Copy out the entire listing below word for word, leaving out the pictures.

TASK INPUT:
<<<<
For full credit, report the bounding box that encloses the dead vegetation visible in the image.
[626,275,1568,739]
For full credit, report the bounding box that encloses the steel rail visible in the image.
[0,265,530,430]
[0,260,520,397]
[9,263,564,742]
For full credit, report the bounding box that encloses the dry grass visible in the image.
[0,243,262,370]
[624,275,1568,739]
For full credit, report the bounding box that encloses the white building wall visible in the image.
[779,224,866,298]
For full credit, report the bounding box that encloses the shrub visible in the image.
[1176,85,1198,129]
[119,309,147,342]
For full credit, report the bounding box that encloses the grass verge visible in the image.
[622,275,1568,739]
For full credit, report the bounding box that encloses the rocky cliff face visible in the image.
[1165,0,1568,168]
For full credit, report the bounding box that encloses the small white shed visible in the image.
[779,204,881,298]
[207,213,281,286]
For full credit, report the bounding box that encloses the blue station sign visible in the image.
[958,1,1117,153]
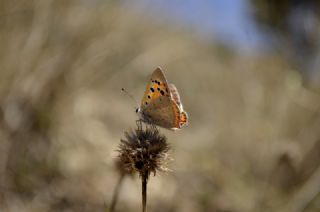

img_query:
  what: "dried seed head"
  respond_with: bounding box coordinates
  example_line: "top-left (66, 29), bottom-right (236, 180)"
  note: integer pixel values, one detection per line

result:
top-left (118, 125), bottom-right (169, 181)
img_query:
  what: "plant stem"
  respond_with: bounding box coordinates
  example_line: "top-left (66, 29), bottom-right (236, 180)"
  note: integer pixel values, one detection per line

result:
top-left (142, 173), bottom-right (148, 212)
top-left (110, 172), bottom-right (125, 212)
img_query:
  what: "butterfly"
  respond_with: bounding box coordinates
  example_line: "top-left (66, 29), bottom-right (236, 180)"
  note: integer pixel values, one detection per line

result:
top-left (136, 67), bottom-right (188, 130)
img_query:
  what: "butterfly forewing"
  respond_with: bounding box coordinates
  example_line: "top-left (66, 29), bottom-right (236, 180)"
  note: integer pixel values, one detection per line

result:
top-left (141, 68), bottom-right (170, 109)
top-left (140, 68), bottom-right (188, 129)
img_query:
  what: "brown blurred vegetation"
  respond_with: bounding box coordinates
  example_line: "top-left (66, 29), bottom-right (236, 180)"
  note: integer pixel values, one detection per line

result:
top-left (0, 0), bottom-right (320, 212)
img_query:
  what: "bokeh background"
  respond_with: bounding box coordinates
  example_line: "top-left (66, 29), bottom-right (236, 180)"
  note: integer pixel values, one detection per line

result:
top-left (0, 0), bottom-right (320, 212)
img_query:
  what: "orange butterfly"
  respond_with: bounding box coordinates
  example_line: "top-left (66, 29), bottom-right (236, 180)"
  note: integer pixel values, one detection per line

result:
top-left (136, 67), bottom-right (188, 130)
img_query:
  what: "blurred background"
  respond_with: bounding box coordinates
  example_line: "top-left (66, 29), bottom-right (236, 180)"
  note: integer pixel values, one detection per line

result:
top-left (0, 0), bottom-right (320, 212)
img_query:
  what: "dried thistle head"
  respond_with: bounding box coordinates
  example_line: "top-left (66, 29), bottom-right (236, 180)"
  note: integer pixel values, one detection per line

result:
top-left (118, 125), bottom-right (170, 178)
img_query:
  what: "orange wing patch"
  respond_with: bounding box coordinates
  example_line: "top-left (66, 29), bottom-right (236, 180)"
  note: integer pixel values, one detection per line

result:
top-left (141, 69), bottom-right (170, 107)
top-left (179, 111), bottom-right (188, 128)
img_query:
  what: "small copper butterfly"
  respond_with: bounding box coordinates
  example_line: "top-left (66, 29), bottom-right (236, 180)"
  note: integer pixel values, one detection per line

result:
top-left (136, 67), bottom-right (188, 130)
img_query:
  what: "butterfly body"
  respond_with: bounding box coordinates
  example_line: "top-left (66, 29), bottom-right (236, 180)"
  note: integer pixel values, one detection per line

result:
top-left (137, 68), bottom-right (188, 130)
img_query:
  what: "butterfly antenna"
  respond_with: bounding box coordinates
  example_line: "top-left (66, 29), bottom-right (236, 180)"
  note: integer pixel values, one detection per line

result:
top-left (121, 88), bottom-right (139, 108)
>>>>
OUTPUT FOR THIS EXERCISE:
For full credit, report the bounding box that encloses the dead vegetation visible in the image.
[626,275,1568,739]
For full credit, report the bounding box that encloses the steel rail visible in the image.
[0,265,530,430]
[0,260,520,397]
[9,263,564,742]
For full credit, report the bounding box that encloses the dry grass visible in the image.
[0,243,262,370]
[624,275,1568,739]
For full credit, report the bounding box that encloses the white building wall visible in the image.
[779,224,866,298]
For full credit, report the bounding box that encloses the shrub visible in the image.
[1176,85,1198,129]
[119,309,147,342]
For full credit, report the bounding box that encloses the grass verge visible in the image.
[622,275,1568,739]
For full credit, report the bounding box that encloses the rocky cliff face visible in the image.
[1165,0,1568,168]
For full credit, report the bounding box that encloses the small white shed visible in the image.
[779,204,881,298]
[207,213,281,286]
For full credit, report the bounding box that encloses the blue station sign visible in the image.
[958,1,1117,153]

img_query:
  what: "dried seed head"
  respond_with: bounding box coordinates
  example_line: "top-left (66, 29), bottom-right (236, 180)"
  note: integer pixel values, one detection per line

result:
top-left (118, 125), bottom-right (169, 181)
img_query:
  what: "plant stem"
  respond_with: bounding box coordinates
  example_line: "top-left (66, 29), bottom-right (236, 180)"
  note: integer pixel values, one detection per line

result:
top-left (142, 173), bottom-right (148, 212)
top-left (110, 172), bottom-right (125, 212)
img_query:
  what: "butterfly"
  respond_with: bounding box coordinates
  example_line: "top-left (66, 29), bottom-right (236, 180)"
  note: integer pixel values, one detection per line

result:
top-left (136, 67), bottom-right (188, 130)
img_query:
  what: "butterfly forewing"
  respond_with: bounding box coordinates
  example_line: "top-left (66, 29), bottom-right (236, 180)"
  note: integer pixel values, one detection per line

result:
top-left (141, 68), bottom-right (170, 109)
top-left (140, 68), bottom-right (188, 129)
img_query:
  what: "brown blurred vegetation"
  respond_with: bounding box coordinates
  example_line: "top-left (66, 29), bottom-right (236, 180)"
  note: integer pixel values, one detection per line

result:
top-left (0, 0), bottom-right (320, 212)
img_query:
  what: "bokeh background"
  respond_with: bounding box coordinates
  example_line: "top-left (66, 29), bottom-right (236, 180)"
  note: integer pixel values, one detection per line

result:
top-left (0, 0), bottom-right (320, 212)
img_query:
  what: "orange butterfly"
  respond_with: bounding box coordinates
  example_line: "top-left (66, 29), bottom-right (236, 180)"
  note: integer pixel values, one detection per line

result:
top-left (136, 67), bottom-right (188, 130)
img_query:
  what: "blurred background"
  respond_with: bounding box coordinates
  example_line: "top-left (66, 29), bottom-right (236, 180)"
  note: integer pixel values, one detection per line

result:
top-left (0, 0), bottom-right (320, 212)
img_query:
  what: "dried thistle head"
  respond_with: bounding box coordinates
  example_line: "top-left (66, 29), bottom-right (236, 180)"
  note: integer pixel values, one detection per line

result:
top-left (118, 125), bottom-right (170, 178)
img_query:
  what: "orange wing patch"
  respond_with: bounding box coordinates
  example_line: "top-left (66, 29), bottom-right (236, 180)"
  note: integer pixel values, one detection per line

result:
top-left (141, 69), bottom-right (170, 107)
top-left (179, 111), bottom-right (188, 128)
img_query:
  what: "small copper butterfly"
  respond_with: bounding box coordinates
  example_line: "top-left (66, 29), bottom-right (236, 180)"
  note: integer pixel values, one detection per line

result:
top-left (136, 67), bottom-right (188, 130)
img_query:
  what: "butterfly body"
  respond_with: bounding box coordinates
  example_line: "top-left (66, 29), bottom-right (236, 180)"
  note: integer pixel values, one detection per line

result:
top-left (137, 68), bottom-right (188, 130)
img_query:
  what: "butterfly antenna"
  respond_with: bounding box coordinates
  example_line: "top-left (66, 29), bottom-right (236, 180)"
  note: integer pixel values, one detection per line

result:
top-left (121, 88), bottom-right (139, 108)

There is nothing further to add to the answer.